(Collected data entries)

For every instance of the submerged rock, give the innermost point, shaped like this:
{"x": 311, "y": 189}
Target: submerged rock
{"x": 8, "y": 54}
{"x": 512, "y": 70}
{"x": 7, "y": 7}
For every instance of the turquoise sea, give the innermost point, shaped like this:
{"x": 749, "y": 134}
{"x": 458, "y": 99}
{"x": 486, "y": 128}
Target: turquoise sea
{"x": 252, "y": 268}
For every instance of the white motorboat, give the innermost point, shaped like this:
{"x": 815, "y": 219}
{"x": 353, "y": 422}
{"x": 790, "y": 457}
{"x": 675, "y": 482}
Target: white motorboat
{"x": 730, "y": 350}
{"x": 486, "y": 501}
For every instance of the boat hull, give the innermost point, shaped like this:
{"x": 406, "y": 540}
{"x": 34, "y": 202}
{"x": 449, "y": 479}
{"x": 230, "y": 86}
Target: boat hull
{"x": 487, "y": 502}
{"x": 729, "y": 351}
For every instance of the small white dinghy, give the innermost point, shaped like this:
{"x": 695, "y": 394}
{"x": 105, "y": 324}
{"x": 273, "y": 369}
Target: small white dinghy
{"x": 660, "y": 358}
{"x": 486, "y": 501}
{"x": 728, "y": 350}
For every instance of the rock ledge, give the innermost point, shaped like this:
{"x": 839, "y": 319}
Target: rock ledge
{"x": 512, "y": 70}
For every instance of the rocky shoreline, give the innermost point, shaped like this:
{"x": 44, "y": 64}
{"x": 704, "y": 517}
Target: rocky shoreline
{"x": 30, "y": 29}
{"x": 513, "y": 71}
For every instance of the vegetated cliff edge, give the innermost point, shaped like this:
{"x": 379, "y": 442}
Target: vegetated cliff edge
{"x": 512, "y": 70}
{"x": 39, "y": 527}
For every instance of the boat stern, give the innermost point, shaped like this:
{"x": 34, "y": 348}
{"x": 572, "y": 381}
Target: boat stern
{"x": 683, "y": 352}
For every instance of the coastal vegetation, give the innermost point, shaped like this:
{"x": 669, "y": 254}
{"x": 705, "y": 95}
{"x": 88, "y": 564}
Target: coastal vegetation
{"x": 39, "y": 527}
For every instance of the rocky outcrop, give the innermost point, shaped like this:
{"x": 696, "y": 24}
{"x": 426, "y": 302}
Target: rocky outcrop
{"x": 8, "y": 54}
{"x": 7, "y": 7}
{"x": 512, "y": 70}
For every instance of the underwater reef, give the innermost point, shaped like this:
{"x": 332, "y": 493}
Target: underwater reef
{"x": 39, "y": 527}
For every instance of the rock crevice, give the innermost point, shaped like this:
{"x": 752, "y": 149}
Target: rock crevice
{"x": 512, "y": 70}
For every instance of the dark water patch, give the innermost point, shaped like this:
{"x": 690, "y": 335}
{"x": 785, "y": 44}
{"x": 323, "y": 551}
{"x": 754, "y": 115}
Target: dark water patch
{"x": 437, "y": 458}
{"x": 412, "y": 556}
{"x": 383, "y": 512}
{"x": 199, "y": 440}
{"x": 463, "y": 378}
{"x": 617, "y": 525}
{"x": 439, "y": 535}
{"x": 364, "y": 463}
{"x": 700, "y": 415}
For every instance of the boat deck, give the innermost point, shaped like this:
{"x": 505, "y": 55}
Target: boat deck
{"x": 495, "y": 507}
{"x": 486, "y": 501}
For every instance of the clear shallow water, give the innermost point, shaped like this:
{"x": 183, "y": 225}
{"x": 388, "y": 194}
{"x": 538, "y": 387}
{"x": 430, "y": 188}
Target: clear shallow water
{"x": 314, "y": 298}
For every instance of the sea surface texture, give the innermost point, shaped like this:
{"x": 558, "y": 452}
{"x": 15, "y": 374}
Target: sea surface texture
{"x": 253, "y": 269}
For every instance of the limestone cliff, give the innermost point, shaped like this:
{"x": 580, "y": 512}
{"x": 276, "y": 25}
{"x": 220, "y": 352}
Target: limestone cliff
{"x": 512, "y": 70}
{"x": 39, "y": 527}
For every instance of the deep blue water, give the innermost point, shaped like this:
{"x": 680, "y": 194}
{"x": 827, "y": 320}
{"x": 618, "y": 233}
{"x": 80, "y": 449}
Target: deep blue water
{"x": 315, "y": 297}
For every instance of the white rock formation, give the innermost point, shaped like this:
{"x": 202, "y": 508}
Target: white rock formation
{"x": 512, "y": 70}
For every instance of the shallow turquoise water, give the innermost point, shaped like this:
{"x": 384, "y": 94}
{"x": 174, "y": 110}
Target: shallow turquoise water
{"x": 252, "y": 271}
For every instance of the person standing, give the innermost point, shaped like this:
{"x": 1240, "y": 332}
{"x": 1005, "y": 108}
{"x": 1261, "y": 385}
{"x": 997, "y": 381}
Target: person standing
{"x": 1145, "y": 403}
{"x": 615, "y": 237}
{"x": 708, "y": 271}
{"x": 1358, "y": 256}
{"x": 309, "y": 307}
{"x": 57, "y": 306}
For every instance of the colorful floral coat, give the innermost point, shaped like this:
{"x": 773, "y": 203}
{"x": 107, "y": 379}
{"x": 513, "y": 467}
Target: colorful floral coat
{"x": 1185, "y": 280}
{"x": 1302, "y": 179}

» Exercise directions: Your task is to repeat each of the records above exactly.

» Response to the task:
For every instance of the submerged rock, give the innermost point, shaped like this:
{"x": 311, "y": 189}
Target: submerged rock
{"x": 8, "y": 54}
{"x": 512, "y": 70}
{"x": 7, "y": 7}
For every instance of the turquoise sea, give the innermost point, shaped like this:
{"x": 749, "y": 134}
{"x": 458, "y": 99}
{"x": 486, "y": 128}
Target: turquoise sea
{"x": 252, "y": 268}
For every instance of the white motorboat, give the innermost point, shaped like this:
{"x": 815, "y": 219}
{"x": 353, "y": 422}
{"x": 790, "y": 457}
{"x": 675, "y": 482}
Target: white motorboat
{"x": 730, "y": 350}
{"x": 486, "y": 501}
For every instance of the boat hull, give the innermost point, shaped like this:
{"x": 406, "y": 540}
{"x": 34, "y": 202}
{"x": 449, "y": 479}
{"x": 230, "y": 86}
Target: boat hull
{"x": 487, "y": 502}
{"x": 729, "y": 351}
For every instance of the small white dinghy, give the innermost point, shaped like this:
{"x": 695, "y": 394}
{"x": 105, "y": 324}
{"x": 273, "y": 369}
Target: small white dinghy
{"x": 660, "y": 358}
{"x": 486, "y": 501}
{"x": 728, "y": 350}
For every instance of the rock ledge, give the innermost point, shaped like this:
{"x": 839, "y": 319}
Target: rock ledge
{"x": 512, "y": 70}
For every instance of the rocky shoreline, give the innermost point, shaped like this:
{"x": 44, "y": 64}
{"x": 704, "y": 517}
Target: rocky shoreline
{"x": 30, "y": 29}
{"x": 513, "y": 71}
For every instance of the vegetated cliff edge, give the innermost point, shaped like this:
{"x": 379, "y": 442}
Target: vegetated cliff edge
{"x": 512, "y": 70}
{"x": 39, "y": 527}
For every instance of the boat stern, give the innermost point, shaped like this:
{"x": 34, "y": 348}
{"x": 572, "y": 381}
Target: boat stern
{"x": 683, "y": 352}
For every instance of the coastal vegetation, give the innermost point, shaped like this:
{"x": 669, "y": 254}
{"x": 705, "y": 95}
{"x": 88, "y": 564}
Target: coastal vegetation
{"x": 39, "y": 527}
For every instance of the rocky outcrop, give the innermost point, shaped like this:
{"x": 696, "y": 24}
{"x": 426, "y": 302}
Target: rocky outcrop
{"x": 8, "y": 54}
{"x": 7, "y": 7}
{"x": 512, "y": 70}
For every instance of the underwater reef, give the innermost point, shaped like this:
{"x": 332, "y": 493}
Target: underwater reef
{"x": 39, "y": 527}
For every instance of the rock crevice, give the innermost point, shaped like this:
{"x": 752, "y": 149}
Target: rock crevice
{"x": 512, "y": 70}
For every instance of the dark water patch, give the innermost point, shaped like this:
{"x": 690, "y": 335}
{"x": 785, "y": 44}
{"x": 323, "y": 551}
{"x": 754, "y": 115}
Target: dark water patch
{"x": 437, "y": 458}
{"x": 412, "y": 556}
{"x": 383, "y": 512}
{"x": 199, "y": 440}
{"x": 463, "y": 378}
{"x": 617, "y": 525}
{"x": 439, "y": 535}
{"x": 364, "y": 463}
{"x": 700, "y": 415}
For every instance of the boat deck, give the innermost point, shaped like this:
{"x": 505, "y": 55}
Target: boat deck
{"x": 495, "y": 507}
{"x": 486, "y": 501}
For every instance of the clear shallow water, give the innermost point, shaped like this:
{"x": 183, "y": 225}
{"x": 388, "y": 194}
{"x": 538, "y": 387}
{"x": 430, "y": 188}
Target: clear shallow water
{"x": 314, "y": 298}
For every instance of the sea surface texture, give the innermost point, shaped like this:
{"x": 558, "y": 452}
{"x": 15, "y": 374}
Target: sea surface texture
{"x": 253, "y": 269}
For every instance of the limestone cliff, give the innermost point, shaped like this:
{"x": 580, "y": 512}
{"x": 276, "y": 25}
{"x": 220, "y": 352}
Target: limestone cliff
{"x": 512, "y": 70}
{"x": 39, "y": 527}
For every instance of the deep blue water, give the innermost point, shaped like this:
{"x": 680, "y": 194}
{"x": 827, "y": 320}
{"x": 618, "y": 233}
{"x": 80, "y": 449}
Target: deep blue water
{"x": 315, "y": 297}
For every instance of the white rock formation, give the innermost point, shaped like this:
{"x": 202, "y": 508}
Target: white rock formation
{"x": 512, "y": 70}
For every instance of the shallow turquoise water, give the innermost point, shaped like this:
{"x": 384, "y": 94}
{"x": 174, "y": 110}
Target: shallow turquoise water
{"x": 252, "y": 271}
For every instance of the person standing, give the innermost point, shaped like this:
{"x": 1240, "y": 332}
{"x": 1005, "y": 108}
{"x": 1261, "y": 385}
{"x": 997, "y": 381}
Target: person standing
{"x": 1145, "y": 403}
{"x": 615, "y": 237}
{"x": 708, "y": 271}
{"x": 1358, "y": 256}
{"x": 309, "y": 307}
{"x": 57, "y": 306}
For every instance of the colorful floral coat, give the innermost point, shaped like this:
{"x": 773, "y": 203}
{"x": 107, "y": 379}
{"x": 513, "y": 467}
Target: colorful floral coat
{"x": 1185, "y": 280}
{"x": 1302, "y": 179}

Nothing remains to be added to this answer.